# Problem details
Would you print all of the entries exactly, please, but without their pictures?

Point localization data:
==================================================
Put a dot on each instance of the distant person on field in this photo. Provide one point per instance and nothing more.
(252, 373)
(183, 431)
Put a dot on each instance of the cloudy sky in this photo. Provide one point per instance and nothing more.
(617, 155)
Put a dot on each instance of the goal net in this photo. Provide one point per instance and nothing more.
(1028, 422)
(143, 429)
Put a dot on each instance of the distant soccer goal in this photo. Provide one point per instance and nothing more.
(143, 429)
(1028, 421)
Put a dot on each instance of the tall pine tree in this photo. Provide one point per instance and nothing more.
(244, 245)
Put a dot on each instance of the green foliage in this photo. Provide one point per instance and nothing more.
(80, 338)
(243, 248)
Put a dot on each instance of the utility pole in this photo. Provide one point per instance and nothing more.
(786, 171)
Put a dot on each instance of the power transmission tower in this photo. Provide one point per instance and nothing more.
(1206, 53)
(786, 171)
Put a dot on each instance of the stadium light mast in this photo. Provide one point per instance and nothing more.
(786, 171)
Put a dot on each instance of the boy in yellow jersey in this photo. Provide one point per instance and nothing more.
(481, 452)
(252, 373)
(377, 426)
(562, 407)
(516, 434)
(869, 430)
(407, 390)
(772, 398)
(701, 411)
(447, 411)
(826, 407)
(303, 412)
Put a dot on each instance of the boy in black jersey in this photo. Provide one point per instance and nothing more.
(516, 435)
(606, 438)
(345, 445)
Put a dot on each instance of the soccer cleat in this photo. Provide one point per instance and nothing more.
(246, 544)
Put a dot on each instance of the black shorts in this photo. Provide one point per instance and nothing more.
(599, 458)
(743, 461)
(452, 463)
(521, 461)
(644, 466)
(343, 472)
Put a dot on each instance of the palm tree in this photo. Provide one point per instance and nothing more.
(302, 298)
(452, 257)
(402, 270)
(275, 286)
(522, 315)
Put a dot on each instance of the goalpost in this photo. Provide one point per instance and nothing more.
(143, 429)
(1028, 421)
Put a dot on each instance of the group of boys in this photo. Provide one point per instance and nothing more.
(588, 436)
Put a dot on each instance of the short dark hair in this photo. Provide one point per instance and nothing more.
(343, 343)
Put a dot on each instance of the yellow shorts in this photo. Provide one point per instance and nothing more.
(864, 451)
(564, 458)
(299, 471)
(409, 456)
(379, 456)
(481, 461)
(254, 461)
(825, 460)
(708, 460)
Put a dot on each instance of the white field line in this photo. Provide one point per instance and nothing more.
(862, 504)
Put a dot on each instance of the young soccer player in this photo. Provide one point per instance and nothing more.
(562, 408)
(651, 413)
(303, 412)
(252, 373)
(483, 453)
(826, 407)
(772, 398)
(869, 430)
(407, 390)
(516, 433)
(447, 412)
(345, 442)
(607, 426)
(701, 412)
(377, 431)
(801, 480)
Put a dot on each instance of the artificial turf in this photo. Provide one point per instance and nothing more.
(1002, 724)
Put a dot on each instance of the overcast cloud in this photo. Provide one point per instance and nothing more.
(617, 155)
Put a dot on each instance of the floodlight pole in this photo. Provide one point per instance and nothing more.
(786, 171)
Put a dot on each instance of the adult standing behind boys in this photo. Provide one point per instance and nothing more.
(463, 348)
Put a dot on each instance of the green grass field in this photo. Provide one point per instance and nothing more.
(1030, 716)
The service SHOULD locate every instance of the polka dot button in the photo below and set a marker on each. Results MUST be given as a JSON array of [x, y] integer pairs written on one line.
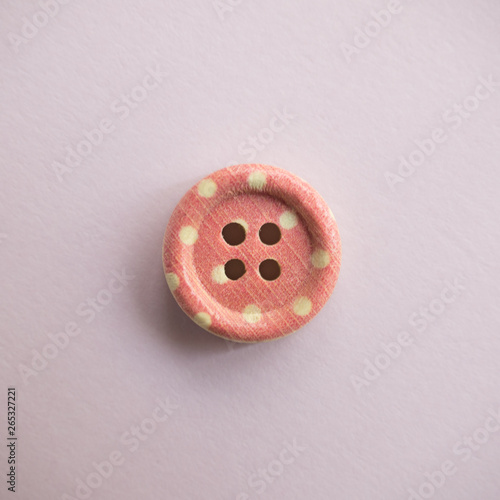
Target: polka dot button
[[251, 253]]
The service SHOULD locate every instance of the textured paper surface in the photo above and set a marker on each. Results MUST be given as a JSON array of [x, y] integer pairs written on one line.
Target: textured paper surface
==================================================
# Exercise output
Put a dot on each instance of the distant person on field in this photo. Provide one point per instance and nothing more.
(252, 373)
(183, 431)
Put a dot on each instance of the cloudy sky in this photo. Provide one point per instance and nothing more.
(617, 155)
Put a dot on each instance of the goal net in this photo. Provide one point per instance and nothing more.
(1028, 422)
(143, 429)
Put a dot on each instance of the distant soccer goal in this photo. Provide one point per instance and nothing more.
(143, 429)
(1028, 421)
Put a dot on each instance of the tall pine tree in this photo. Provide one point per instance and nothing more.
(244, 245)
Put a dot on each instance of the green foliage in this photo. Provide one point per instance and nothing more.
(80, 338)
(243, 248)
Put a dot on each instance of the utility pole in this photo. Provide one point per instance and nothing more.
(786, 171)
Put a dot on each instance of the power transmission tower in this photo. Provide one point per instance and nothing more.
(1206, 53)
(786, 171)
Put a dot on each instance of the stadium light mast in this photo. Provide one point per instance and nothing more.
(786, 171)
Put a dot on each instance of the boy in yellow jersey in this photo. Provide one point per instance and nothing more.
(481, 452)
(252, 373)
(377, 426)
(562, 407)
(516, 434)
(869, 430)
(407, 390)
(772, 398)
(701, 411)
(447, 411)
(826, 407)
(303, 412)
Put a dot on each instance of the boy in black jersey in this photo. Provide one point per instance and nothing more.
(516, 435)
(606, 438)
(345, 445)
Put a dot on each instance of the soccer cleat in this photo. Provide one point per instance and nothing more.
(246, 544)
Put a dot on each instance of the black shorts in this photo. Provide one point per instance and nothing more.
(599, 458)
(743, 461)
(452, 463)
(521, 461)
(644, 466)
(343, 472)
Put a dot on each instance of the palm tree in this photo. Provide one point per instance and nothing more.
(302, 298)
(452, 257)
(402, 270)
(275, 286)
(522, 315)
Put a dot on each instance of the goalpost in this photo. Provide one point per instance and nothing more.
(143, 429)
(1028, 421)
Put a dot on each instance of the group of boys in this photo. Provide one point per instance and nothing more.
(588, 436)
Put a dot on each instance of the short dark hair in this photo. Provide one point per instance and nothing more.
(343, 343)
Put a dot on each instance of the yellow shorts in this photo. Provide one point per instance and nothing more.
(864, 451)
(564, 458)
(299, 471)
(409, 456)
(379, 456)
(481, 461)
(254, 461)
(825, 460)
(708, 460)
Put a dot on each instance of the white field line in this photo. Provide one point per instance and nothing more.
(862, 504)
Put a dot on each instance of the young soccer player in this photo. Provide one point per instance and nothing more.
(562, 408)
(651, 413)
(303, 412)
(252, 373)
(483, 453)
(826, 407)
(772, 398)
(869, 430)
(407, 390)
(516, 433)
(447, 412)
(345, 442)
(607, 426)
(701, 412)
(377, 431)
(801, 480)
Put a dot on each instance of the artificial turf in this photo. Provide one point per instance and nothing more.
(1002, 724)
Put a dot on each instance of the overcast cloud in this photo. Provide one point per instance and nothing more.
(617, 155)
Put a dot on each instance of the floodlight pole in this photo. Provide one point per instance and nothing more.
(786, 171)
Put a dot on each instance of the adult standing behind boys in this photo. Provide one point per instance and nothing more.
(463, 348)
Put a dot on each instance of the green grass field in this photo. Provide one point per instance and nothing more.
(1030, 716)
The service SHOULD locate every instance of the polka dot button in the photo below and set a marker on each. Results MUST be given as a JSON array of [x, y] integer pairs written on one line.
Target: polka dot button
[[251, 253]]
The service SHOULD locate every instance of the textured paper surface in the photo above and set a marker on each. Results MUST be given as a JSON array of [x, y] integer pairs written on one line.
Target: textured paper surface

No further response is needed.